* [OBJECTIVE A] Count the lines in the records that contain the string "black", matching case exactly, and give only the number.

* [DOCUMENT EXTRACT]

Soring has been illegal for the past 40 years under The Horse Protection Act. But trainers are still getting away with it. Soring can produce long-term physical damage, such as abrasions, swelling, and extreme prolonged pain.
Sadly, horse soring is yet another case where the desire for profits and recognition is winning out over simple humanity. Press the USDA to stop allowing corrupt trainers to get away with such cruelty — and prosecute them to the fullest extent under The Horse Protection Act.
Dear Secretary of Agriculture Thomas Vilsack:
If you think that all show animals in the US are well-cared for and treated humanely, think again. In fact, some show horses are suffering immense pain and distress from a practice called horse soring.
Soring is utilized by trainers of Tennessee walking horses in order to obtain a higher gait that wins prizes at shows. The gait is procured by cutting, hitting, shocking, and chemically burning the horses' forelegs to get them to raise their walking stance. It can cause painful abrasions and long-term physical damage. These horses live anything but 'winning' lives.
Horse soring has been illegal under The Horse Protection Act for over 40 years, but its use is still widespread among Tennessee walking horse trainers. These trainers never have to answer for their actions. It's time they take responsibility for their practices, and it's time we start enforcing the law without exception.
Please begin enforcing the regulations as outlined by The Horse Protection Act. It's about humane treatment of animals — and it's the law.

* [AVAILABLE RECORDS]

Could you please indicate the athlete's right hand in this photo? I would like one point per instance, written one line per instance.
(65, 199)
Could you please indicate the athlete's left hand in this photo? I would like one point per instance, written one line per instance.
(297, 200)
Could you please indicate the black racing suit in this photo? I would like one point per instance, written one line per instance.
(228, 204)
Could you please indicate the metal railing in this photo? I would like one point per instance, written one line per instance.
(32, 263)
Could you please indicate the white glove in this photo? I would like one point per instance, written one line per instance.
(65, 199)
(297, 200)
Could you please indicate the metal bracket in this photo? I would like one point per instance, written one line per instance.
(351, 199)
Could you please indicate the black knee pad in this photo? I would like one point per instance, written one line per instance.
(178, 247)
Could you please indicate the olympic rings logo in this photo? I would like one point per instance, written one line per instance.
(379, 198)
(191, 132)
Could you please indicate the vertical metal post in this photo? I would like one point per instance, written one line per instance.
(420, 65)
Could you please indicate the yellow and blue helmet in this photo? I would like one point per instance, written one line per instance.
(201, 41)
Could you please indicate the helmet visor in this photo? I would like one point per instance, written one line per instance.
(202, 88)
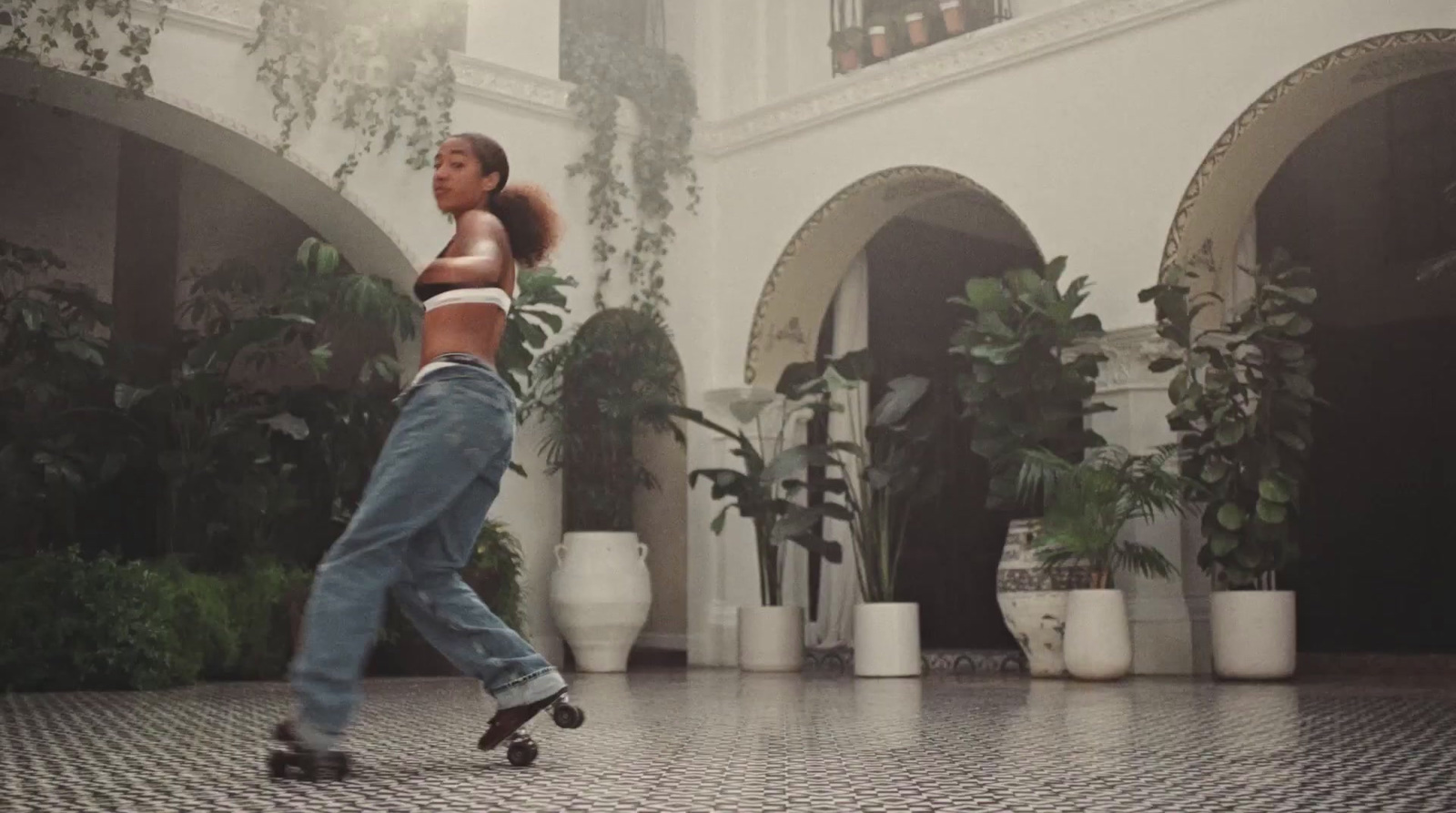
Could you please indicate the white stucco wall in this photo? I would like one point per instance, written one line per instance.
(1088, 120)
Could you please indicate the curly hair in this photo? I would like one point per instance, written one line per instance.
(526, 210)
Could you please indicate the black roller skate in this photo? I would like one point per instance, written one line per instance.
(521, 747)
(291, 754)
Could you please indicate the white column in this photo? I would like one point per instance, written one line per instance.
(1158, 609)
(839, 583)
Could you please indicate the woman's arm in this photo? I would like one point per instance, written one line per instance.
(480, 238)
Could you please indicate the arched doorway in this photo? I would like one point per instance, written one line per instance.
(1344, 165)
(875, 267)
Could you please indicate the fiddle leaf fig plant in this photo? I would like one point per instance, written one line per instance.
(1242, 401)
(1030, 371)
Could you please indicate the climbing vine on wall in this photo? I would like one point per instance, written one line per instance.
(662, 89)
(35, 29)
(385, 63)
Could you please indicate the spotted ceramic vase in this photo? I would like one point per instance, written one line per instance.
(1034, 601)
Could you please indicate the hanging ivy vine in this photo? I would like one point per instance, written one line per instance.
(662, 89)
(386, 63)
(34, 31)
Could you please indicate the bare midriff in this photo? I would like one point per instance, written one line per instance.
(475, 328)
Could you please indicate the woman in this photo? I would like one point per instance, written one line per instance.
(437, 475)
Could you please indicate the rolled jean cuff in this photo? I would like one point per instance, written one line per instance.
(529, 689)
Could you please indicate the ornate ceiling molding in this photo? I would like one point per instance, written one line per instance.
(954, 60)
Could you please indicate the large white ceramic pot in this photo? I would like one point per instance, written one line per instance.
(1033, 601)
(1254, 634)
(601, 595)
(771, 638)
(887, 640)
(1098, 645)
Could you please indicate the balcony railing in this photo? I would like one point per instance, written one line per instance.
(873, 31)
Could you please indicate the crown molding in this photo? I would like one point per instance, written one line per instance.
(944, 63)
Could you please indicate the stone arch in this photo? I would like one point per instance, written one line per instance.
(808, 271)
(1219, 200)
(306, 191)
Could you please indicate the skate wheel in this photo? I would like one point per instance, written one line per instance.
(568, 716)
(521, 754)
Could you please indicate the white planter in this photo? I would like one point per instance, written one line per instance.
(1033, 601)
(1098, 643)
(771, 638)
(1254, 634)
(601, 595)
(887, 640)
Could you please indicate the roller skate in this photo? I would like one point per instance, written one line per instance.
(291, 754)
(507, 723)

* [OBJECTIVE B] In the horse soring text, what do trainers of Tennessee walking horses use soring to obtain?

* [EXERCISE ANSWER A] 3

* [EXERCISE ANSWER B] A higher gait that wins prizes at shows.